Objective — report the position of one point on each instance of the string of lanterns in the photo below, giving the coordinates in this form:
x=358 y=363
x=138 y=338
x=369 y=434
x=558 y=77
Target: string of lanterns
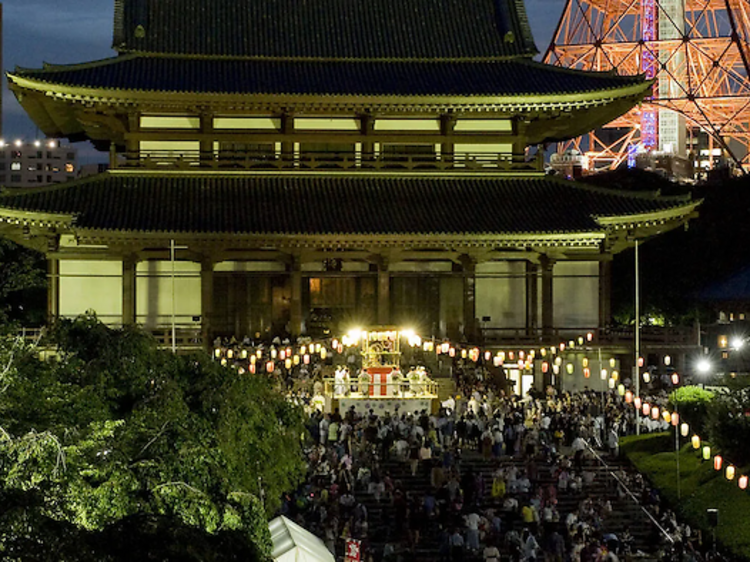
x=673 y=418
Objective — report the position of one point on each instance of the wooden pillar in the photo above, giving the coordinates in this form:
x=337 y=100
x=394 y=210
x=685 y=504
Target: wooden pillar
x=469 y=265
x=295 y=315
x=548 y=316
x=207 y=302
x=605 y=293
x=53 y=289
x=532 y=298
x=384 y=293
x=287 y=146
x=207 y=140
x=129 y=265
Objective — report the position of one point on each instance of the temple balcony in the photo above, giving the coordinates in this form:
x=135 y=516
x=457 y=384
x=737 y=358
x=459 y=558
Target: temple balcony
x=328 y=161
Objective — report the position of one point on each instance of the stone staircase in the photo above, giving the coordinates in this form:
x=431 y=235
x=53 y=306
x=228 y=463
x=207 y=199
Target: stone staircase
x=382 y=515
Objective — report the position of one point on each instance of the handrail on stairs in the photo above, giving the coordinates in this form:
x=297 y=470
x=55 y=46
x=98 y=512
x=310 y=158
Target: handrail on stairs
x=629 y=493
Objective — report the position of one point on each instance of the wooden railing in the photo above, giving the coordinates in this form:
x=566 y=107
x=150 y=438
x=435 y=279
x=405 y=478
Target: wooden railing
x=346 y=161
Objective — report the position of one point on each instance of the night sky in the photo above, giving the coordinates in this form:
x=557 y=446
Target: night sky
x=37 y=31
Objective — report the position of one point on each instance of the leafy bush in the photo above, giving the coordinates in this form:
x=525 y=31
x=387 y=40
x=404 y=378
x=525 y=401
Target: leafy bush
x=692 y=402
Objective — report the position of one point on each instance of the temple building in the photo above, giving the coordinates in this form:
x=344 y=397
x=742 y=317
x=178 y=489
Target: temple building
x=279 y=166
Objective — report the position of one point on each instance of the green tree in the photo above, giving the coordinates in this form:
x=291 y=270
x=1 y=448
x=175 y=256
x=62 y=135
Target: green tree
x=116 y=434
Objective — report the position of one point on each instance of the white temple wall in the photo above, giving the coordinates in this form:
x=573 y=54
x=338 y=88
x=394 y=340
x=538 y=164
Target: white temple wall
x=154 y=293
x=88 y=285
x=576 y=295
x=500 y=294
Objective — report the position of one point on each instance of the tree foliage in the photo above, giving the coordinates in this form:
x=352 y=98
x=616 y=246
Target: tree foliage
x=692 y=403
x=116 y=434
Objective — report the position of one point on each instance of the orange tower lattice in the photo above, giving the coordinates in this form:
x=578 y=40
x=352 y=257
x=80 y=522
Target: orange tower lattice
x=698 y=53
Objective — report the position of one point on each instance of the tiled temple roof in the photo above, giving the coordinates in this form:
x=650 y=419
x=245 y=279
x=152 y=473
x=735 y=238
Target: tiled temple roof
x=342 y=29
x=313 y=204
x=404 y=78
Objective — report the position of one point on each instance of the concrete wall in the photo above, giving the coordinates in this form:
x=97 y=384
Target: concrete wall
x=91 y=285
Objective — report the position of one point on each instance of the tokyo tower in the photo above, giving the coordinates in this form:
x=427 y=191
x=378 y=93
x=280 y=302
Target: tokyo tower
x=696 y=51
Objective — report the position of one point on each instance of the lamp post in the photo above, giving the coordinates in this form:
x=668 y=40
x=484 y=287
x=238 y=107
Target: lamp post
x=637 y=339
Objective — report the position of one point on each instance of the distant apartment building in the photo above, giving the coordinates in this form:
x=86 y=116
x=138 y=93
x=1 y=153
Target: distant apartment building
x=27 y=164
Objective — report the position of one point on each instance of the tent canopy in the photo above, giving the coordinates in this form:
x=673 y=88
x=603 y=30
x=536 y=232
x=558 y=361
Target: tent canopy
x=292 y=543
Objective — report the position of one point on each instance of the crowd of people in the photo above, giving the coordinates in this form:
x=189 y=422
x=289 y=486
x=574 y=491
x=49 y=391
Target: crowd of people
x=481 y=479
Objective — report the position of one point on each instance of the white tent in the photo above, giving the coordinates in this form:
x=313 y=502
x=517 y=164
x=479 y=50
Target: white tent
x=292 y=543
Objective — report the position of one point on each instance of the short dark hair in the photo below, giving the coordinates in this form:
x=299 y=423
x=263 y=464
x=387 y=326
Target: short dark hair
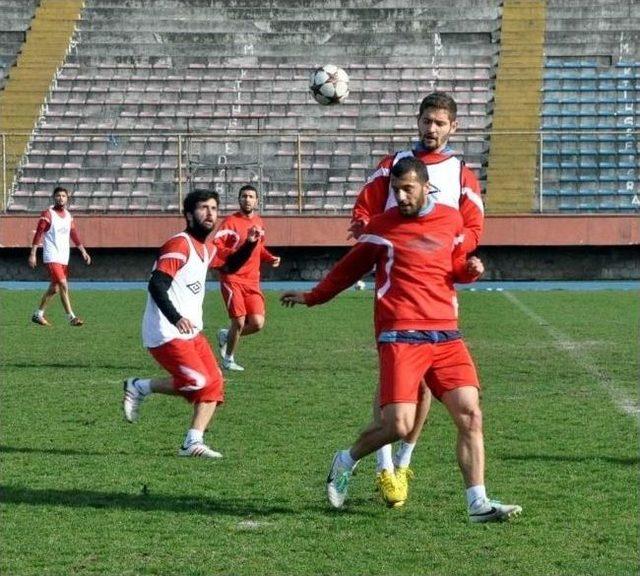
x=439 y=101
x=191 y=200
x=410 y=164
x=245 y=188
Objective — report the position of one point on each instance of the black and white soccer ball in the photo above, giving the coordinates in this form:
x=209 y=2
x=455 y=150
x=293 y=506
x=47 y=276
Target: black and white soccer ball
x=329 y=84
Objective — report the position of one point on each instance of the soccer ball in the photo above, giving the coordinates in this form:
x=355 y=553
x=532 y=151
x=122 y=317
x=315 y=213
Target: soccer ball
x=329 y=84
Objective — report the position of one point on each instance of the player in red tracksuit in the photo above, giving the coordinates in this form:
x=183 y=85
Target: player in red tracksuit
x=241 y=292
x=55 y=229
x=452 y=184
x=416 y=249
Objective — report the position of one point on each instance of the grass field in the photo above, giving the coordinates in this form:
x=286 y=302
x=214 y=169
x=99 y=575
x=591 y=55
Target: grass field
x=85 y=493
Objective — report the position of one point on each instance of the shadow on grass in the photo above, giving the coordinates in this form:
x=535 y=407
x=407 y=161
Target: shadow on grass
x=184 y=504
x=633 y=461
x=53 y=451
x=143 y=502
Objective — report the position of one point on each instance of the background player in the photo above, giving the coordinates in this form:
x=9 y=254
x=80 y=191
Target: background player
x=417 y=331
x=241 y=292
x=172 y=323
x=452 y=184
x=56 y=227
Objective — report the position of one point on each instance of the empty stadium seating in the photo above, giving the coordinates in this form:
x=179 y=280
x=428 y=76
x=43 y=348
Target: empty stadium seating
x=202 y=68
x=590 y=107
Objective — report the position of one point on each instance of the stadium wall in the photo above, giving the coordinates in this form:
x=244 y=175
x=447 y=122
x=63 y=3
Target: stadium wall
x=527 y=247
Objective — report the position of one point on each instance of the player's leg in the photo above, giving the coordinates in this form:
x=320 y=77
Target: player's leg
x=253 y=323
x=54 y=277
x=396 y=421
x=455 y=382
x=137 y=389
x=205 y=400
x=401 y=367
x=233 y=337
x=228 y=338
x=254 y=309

+--

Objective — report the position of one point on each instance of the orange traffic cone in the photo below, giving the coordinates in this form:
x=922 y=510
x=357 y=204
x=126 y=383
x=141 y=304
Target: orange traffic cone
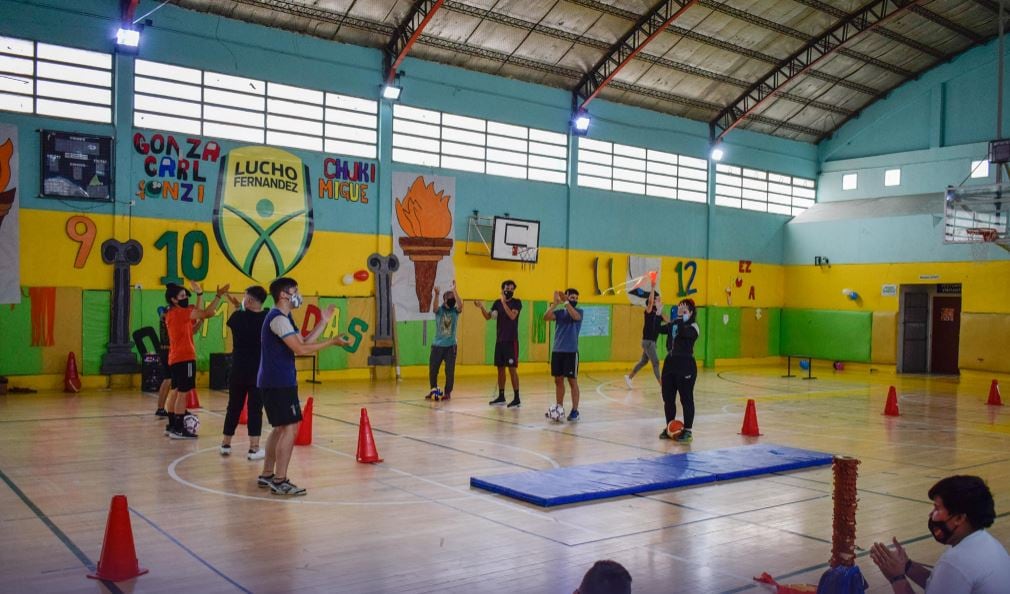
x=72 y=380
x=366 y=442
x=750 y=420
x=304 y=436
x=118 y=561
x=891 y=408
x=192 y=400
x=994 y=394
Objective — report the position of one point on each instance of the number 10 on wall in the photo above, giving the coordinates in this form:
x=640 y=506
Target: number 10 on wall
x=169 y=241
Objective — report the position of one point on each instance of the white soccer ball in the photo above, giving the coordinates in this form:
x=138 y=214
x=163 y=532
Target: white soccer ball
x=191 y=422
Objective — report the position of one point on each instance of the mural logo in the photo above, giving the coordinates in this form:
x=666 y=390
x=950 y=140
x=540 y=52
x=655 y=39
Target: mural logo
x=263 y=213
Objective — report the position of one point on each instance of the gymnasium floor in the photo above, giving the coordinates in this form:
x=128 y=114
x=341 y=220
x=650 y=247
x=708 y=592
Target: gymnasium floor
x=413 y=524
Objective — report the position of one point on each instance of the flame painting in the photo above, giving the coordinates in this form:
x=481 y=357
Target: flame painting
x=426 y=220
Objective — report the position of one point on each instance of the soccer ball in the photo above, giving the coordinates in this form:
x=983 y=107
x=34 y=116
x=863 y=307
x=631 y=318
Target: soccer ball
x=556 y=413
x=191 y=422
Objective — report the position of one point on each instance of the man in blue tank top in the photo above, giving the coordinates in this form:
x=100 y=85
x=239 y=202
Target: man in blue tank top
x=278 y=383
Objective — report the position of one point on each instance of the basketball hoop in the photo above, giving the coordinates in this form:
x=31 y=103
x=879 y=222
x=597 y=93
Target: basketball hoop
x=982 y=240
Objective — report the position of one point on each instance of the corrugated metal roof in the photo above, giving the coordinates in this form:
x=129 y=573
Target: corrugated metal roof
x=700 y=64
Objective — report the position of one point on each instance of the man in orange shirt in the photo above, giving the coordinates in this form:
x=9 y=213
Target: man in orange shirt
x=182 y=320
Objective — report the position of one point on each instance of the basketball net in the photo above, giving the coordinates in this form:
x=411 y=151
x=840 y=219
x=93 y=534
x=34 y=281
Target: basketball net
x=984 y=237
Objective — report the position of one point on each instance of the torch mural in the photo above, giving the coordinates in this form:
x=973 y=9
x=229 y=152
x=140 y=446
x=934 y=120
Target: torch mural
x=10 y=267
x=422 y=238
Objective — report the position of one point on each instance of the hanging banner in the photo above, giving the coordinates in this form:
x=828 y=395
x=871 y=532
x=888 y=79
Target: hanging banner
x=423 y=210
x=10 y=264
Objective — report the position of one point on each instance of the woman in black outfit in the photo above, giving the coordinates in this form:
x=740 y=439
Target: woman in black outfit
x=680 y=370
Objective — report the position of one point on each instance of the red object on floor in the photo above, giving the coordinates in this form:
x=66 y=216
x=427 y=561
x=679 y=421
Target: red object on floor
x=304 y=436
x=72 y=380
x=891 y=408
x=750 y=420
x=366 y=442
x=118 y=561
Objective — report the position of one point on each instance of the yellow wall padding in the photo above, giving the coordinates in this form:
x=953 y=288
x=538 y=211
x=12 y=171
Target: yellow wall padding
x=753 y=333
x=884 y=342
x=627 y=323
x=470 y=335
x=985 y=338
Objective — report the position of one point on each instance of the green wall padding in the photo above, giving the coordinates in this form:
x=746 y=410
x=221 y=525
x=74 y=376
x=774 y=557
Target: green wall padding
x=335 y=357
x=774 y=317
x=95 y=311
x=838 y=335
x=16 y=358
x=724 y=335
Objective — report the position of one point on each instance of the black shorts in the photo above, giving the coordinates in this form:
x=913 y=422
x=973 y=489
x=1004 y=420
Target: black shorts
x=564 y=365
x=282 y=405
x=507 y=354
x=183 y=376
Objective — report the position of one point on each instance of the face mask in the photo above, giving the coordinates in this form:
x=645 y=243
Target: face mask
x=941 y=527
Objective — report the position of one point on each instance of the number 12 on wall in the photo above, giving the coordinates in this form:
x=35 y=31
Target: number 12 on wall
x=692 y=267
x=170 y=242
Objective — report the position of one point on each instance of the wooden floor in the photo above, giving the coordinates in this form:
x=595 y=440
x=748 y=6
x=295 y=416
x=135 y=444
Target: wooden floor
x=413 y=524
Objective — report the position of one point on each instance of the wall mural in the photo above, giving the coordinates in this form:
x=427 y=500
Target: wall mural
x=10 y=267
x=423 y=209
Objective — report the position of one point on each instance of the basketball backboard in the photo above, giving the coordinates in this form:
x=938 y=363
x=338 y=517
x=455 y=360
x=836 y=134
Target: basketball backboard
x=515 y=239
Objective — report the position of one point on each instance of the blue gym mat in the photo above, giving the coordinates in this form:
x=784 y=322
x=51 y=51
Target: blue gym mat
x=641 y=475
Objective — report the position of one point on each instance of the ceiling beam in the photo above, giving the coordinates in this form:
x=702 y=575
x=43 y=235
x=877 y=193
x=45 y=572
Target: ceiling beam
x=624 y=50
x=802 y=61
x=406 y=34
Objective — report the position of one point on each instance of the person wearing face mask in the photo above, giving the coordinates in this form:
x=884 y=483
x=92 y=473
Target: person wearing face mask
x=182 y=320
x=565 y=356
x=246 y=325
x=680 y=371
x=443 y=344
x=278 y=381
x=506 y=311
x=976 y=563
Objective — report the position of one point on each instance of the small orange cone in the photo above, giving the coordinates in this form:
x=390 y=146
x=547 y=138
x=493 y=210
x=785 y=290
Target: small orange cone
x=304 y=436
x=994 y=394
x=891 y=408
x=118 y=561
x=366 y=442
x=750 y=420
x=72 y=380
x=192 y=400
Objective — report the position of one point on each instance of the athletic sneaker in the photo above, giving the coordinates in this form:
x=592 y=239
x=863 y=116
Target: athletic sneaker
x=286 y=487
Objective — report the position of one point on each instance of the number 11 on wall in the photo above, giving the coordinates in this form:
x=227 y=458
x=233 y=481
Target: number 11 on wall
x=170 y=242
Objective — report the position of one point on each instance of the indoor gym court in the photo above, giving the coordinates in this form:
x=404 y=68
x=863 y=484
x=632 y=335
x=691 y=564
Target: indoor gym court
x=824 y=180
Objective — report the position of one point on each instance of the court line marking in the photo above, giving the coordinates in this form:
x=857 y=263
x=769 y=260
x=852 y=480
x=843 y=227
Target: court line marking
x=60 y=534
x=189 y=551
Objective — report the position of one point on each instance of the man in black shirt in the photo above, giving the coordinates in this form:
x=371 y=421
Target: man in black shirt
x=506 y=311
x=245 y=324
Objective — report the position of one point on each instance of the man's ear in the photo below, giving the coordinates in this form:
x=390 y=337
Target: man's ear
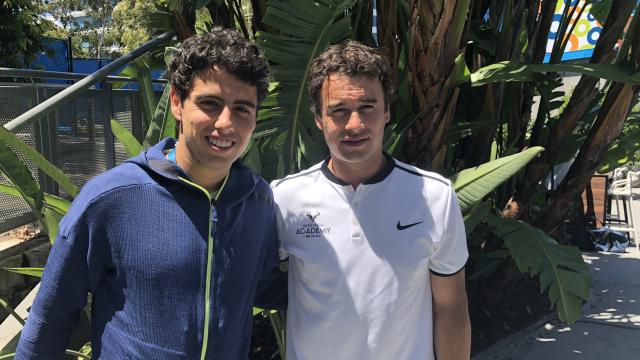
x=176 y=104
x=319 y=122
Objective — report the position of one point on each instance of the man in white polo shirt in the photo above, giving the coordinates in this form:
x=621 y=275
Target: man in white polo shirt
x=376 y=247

+--

### What you will do
Looking at the listing above, which lines hold "below"? Copy every such line.

### Problem solution
Objective — report the position of one point on each instance of the string of lanterns in the photo below, giving the coordinates in this form:
Objective — report the position of one point on each instance of the short dark hair in the photo below, giving the coordinates in this form:
Objective — report the position of one point on each instance of the orange traffic cone in the photo below, giving the coordinates in this form:
Objective — report the position of one point on each instance of the man's ear in the photo below, giving the coordinates in this form:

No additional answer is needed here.